─── The input ───
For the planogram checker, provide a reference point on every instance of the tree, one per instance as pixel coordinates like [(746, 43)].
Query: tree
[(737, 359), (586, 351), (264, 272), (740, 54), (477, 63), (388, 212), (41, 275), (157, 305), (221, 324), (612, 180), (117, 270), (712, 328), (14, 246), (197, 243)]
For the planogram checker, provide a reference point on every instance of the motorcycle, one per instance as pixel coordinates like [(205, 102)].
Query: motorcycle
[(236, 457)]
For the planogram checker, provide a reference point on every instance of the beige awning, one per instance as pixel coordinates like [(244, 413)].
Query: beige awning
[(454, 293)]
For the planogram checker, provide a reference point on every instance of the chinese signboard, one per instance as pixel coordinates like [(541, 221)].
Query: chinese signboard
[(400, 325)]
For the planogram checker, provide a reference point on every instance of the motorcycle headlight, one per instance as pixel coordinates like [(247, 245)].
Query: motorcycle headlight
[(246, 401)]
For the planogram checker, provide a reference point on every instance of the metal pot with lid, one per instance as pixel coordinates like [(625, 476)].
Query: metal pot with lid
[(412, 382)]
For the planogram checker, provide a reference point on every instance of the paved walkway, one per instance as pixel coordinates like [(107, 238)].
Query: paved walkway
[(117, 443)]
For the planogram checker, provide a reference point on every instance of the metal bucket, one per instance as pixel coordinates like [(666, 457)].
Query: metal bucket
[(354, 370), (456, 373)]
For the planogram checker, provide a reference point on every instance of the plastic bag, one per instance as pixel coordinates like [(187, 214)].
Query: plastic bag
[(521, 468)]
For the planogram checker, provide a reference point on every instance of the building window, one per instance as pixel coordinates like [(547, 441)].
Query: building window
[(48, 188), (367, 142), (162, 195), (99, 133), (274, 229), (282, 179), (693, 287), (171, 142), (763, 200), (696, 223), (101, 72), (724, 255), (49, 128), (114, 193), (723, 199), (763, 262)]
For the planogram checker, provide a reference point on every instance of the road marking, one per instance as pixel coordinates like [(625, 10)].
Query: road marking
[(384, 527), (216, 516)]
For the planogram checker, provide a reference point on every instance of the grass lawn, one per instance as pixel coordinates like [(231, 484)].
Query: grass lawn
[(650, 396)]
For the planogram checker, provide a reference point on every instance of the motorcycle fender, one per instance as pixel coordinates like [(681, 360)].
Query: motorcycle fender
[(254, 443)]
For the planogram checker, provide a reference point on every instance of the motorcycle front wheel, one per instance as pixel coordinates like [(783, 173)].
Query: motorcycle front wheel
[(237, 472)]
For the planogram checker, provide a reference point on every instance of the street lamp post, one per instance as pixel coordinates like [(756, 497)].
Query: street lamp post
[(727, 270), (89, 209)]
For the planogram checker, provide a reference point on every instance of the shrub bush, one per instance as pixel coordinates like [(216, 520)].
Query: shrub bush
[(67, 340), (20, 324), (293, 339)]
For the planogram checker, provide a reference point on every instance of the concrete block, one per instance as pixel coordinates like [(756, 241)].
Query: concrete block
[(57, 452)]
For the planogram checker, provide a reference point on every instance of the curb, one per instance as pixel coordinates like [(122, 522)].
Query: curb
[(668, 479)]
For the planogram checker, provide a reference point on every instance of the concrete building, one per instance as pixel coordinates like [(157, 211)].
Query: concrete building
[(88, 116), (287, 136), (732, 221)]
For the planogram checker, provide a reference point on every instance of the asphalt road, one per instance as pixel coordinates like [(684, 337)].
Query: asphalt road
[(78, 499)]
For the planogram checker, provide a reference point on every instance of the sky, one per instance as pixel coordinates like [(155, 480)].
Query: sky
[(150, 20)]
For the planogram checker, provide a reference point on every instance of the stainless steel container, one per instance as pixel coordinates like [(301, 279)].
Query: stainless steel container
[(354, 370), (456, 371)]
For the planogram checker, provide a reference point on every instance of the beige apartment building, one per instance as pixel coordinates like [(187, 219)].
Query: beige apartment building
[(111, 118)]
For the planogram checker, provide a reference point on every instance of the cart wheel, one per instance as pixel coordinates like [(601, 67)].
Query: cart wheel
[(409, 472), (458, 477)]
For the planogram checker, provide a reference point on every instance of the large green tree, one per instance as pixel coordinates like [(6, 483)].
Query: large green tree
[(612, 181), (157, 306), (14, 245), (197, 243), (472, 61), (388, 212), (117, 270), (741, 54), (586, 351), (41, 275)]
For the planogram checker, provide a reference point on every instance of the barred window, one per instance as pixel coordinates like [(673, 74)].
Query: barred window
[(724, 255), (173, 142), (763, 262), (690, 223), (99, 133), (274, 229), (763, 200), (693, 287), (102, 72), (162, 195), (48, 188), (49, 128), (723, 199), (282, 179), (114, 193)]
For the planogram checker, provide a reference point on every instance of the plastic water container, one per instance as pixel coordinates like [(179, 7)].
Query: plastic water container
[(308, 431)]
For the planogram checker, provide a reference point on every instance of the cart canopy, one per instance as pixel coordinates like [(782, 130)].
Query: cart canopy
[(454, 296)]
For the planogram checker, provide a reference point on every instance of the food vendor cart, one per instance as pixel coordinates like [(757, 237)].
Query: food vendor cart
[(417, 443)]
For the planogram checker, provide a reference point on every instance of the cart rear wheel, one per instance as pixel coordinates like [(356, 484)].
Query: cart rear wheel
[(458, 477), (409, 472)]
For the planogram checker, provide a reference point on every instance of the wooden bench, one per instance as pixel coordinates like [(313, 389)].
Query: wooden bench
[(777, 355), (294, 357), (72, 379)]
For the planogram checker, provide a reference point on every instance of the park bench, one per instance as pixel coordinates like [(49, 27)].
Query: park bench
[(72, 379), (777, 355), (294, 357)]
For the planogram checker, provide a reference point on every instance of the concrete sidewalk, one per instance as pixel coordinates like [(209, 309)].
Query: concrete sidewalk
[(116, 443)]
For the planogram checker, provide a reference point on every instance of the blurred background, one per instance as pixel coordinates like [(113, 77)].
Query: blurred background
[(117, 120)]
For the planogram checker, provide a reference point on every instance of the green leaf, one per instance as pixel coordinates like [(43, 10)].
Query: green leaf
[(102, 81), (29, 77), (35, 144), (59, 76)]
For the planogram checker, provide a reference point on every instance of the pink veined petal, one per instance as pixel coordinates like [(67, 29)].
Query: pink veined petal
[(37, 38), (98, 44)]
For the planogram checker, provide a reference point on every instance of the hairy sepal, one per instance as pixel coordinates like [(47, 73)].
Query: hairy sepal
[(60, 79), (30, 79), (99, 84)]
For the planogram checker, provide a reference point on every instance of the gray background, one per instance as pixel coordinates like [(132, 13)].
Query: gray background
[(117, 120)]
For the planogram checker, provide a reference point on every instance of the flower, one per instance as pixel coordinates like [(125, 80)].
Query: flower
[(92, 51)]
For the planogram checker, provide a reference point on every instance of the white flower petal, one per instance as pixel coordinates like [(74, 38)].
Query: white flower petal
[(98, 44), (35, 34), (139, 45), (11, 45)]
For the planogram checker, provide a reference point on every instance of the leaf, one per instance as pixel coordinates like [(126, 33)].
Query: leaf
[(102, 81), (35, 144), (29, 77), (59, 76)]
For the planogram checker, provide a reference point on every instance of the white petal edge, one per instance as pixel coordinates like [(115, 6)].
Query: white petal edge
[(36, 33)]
───
● Your instructions
Print all of the rows above again, word for word and in the same order, without changing anything.

● Written answer
For the planogram checker, provide a reference point on every instance of the tree, one per instance as pixel coordinates like [(746, 43)].
Query: tree
[(737, 359), (586, 351), (264, 272), (740, 54), (477, 63), (388, 212), (41, 275), (157, 305), (221, 324), (612, 180), (117, 270), (712, 328), (14, 246), (197, 243)]
For the planogram checker, provide a reference point on every instance of the motorcycle, one per instance as pixel coordinates like [(205, 102)].
Query: motorcycle
[(236, 457)]
For the planogram checker, provide a reference point on every instance of the beige awning, one per instance as pixel coordinates like [(244, 413)].
Query: beige awning
[(454, 293)]
For the planogram checker, provide a reference point on every instance of the chinese signboard, one per instance as pixel coordinates like [(541, 221)].
Query: chinese signboard
[(400, 325)]
For the planogram checker, provide a reference point on every instance of the motorcycle headlight, one per instance as pixel coordinates like [(247, 245)].
Query: motorcycle headlight
[(246, 401)]
For the planogram checker, provide a reference point on every instance of the metal pot with lid, one per instance as pixel coordinates like [(625, 476)].
Query: metal pot with lid
[(412, 382)]
For the planogram checker, provide a reference point on every instance of the paved walkway, one per instance as pixel coordinates like [(107, 238)].
Query: paved walkway
[(117, 443)]
For the planogram checker, provide a reference point on every instance of the metal bucket, one per instance as pixel coordinates like [(666, 457)].
Query: metal bucket
[(354, 370), (456, 373)]
For the planogram checker, provide a reference point on every instance of the plastic bag, one per instance as pixel coordinates like [(187, 214)].
Query: plastic bag
[(521, 468)]
For the planogram checker, provide a reference point on every instance of the building window, one per instance as pixel coordinates like [(547, 441)].
Query: building window
[(48, 188), (367, 142), (162, 195), (99, 133), (274, 229), (282, 179), (693, 287), (171, 142), (763, 200), (696, 223), (101, 72), (724, 255), (49, 128), (114, 193), (723, 199), (763, 262)]
For the planogram checker, provide a reference point on every instance of the road marking, one per instance as pixel coordinates like [(625, 10)].
Query: road marking
[(384, 527), (216, 516)]
For the planogram checker, provide a reference point on every instance of the grass lawn, one per instance as pixel coordinates like [(231, 484)].
Query: grass lawn
[(650, 396)]
For the planogram checker, provide a reference point on every instance of the motorcycle fender, one per instance as pixel coordinates like [(681, 360)].
Query: motorcycle fender
[(254, 443)]
For the planogram checker, provide a reference point on every instance of the motorcycle front wheel, one per instance as pixel coordinates like [(783, 173)].
Query: motorcycle front wheel
[(237, 472)]
For the planogram checker, provide a reference point on every instance of the street lamp post, one per instance as pixel coordinates like [(756, 497)].
Query: street lamp post
[(727, 270), (89, 209)]
For the planogram checker, provide a reference point on every instance of the shrub bush, one per instance as pixel coordinates like [(216, 520)].
Query: shrub bush
[(67, 340), (20, 324), (293, 339)]
For the planogram checker, provide a reference point on every instance of the concrete block, one per instance as pixel coordinates like [(756, 241)].
Query: concrete block
[(57, 452)]
For the planogram checker, provide a reference point on every instance of the curb, one per instance as pixel coordinates like [(122, 522)].
Query: curb
[(668, 479)]
For the planogram checker, provide a reference point on every instance of the concrete building, one per instance as pixel coordinates like [(157, 211)].
Query: concrete building
[(88, 116), (287, 136), (732, 221)]
For the planogram checker, provide a reference point on every instance of the asphalt road, one per instance as pixel coordinates like [(684, 337)].
Query: asphalt road
[(78, 499)]
For the planogram checker, provide a reference point on every instance of the sky, one per instance as pixel coordinates like [(155, 480)].
Query: sky
[(150, 20)]
For the planogram checker, provide a reference point on every instance of the stainless steel container, one per instance as pixel coordinates like [(301, 279)].
Query: stainless steel container
[(354, 370), (456, 371)]
For the planogram checker, provide a reference point on every instance of the beige apartment building, one per instance as pixel coordinates like [(187, 219)].
Query: beige apartment building
[(111, 118)]
For the planogram checker, provide a reference point on every instance of the cart wheel, one per instance as pixel coordinates like [(601, 67)].
Query: cart wheel
[(409, 472), (458, 477)]
For the planogram checker, provide a reference point on every instance of the large green tree, one per instance as pixel coordinates like [(6, 483)].
Query: large green tree
[(612, 181), (157, 306), (14, 245), (197, 243), (472, 61), (388, 212), (117, 270), (741, 54), (586, 351), (41, 275)]
For the planogram checker, provide a reference point on every instance of the barred window, one per instance as pixel coordinates like [(673, 74)].
Query: barred window
[(724, 255), (173, 142), (763, 262), (690, 223), (99, 133), (274, 229), (763, 200), (693, 287), (102, 72), (162, 195), (48, 188), (49, 128), (723, 199), (282, 179), (114, 193)]
For the planogram checker, provide a reference point on every instance of the plastic water container, one per instance as pixel coordinates like [(179, 7)].
Query: plastic water container
[(308, 431)]
For the planogram checker, provide a reference point on every instance of the cart canopy, one per instance as pixel coordinates like [(782, 130)].
Query: cart canopy
[(454, 296)]
For the planogram checker, provide a reference point on every instance of the food vendor cart, one per instance as pixel coordinates like [(757, 237)].
Query: food vendor cart
[(417, 443)]
For the planogram checker, provide a reference point on every instance of the cart rear wheel, one per instance as pixel coordinates like [(356, 484)].
Query: cart rear wheel
[(458, 477), (409, 472)]
For the planogram checker, provide a reference point on every instance of the wooden bench, one per instance as pixel coordinates like [(313, 389)].
Query: wooden bench
[(777, 355), (294, 357), (72, 379)]
For the planogram checker, provide a reference point on every instance of the park bench, one per instance as pixel coordinates like [(49, 27)].
Query: park bench
[(72, 379), (777, 355), (294, 357)]
For the planogram checker, provide a reference point on every instance of the concrete sidewalk, one per instance as pixel coordinates like [(209, 309)].
Query: concrete sidewalk
[(116, 443)]
For the planogram checker, provide a reference point on every instance of the blurred background, one per instance as pixel coordinates like [(113, 77)].
Query: blurred background
[(117, 120)]
For the planogram checker, provide a reference point on every instance of the green leaf, one per instance as pixel coordinates like [(43, 10)].
Query: green leaf
[(102, 81), (29, 77), (35, 144), (59, 76)]
For the planogram checker, provide a reference point on every instance of the pink veined petal, one per instance as pixel coordinates like [(67, 29)].
Query: pink veined petal
[(37, 38), (98, 44)]
For the planogram checker, provide a reference point on every instance of the hairy sepal, one per instance as pixel coordinates like [(47, 73)].
Query: hairy sepal
[(60, 79), (30, 79), (99, 84)]
For the planogram checker, provide a reference point on every instance of the gray background, one per instance as pixel coordinates like [(132, 13)].
Query: gray background
[(117, 120)]
For the planogram checker, provide a reference point on every instance of the flower, one per instance as pixel coordinates like [(125, 80)].
Query: flower
[(92, 51)]
For the planogram checker, provide a reference point on every instance of the white flower petal, one per instance as pixel coordinates like [(74, 38)].
Query: white flower petal
[(98, 44), (35, 34), (139, 45), (11, 45)]
For the planogram checker, provide a reference point on every instance of the leaf, one per instance as pixel coordinates like [(126, 33)].
Query: leaf
[(102, 81), (35, 144), (29, 77), (59, 76)]
For the planogram checker, provide a reference point on every instance of the white petal edge, one per instance as pixel coordinates like [(115, 6)].
Query: white petal edge
[(36, 33)]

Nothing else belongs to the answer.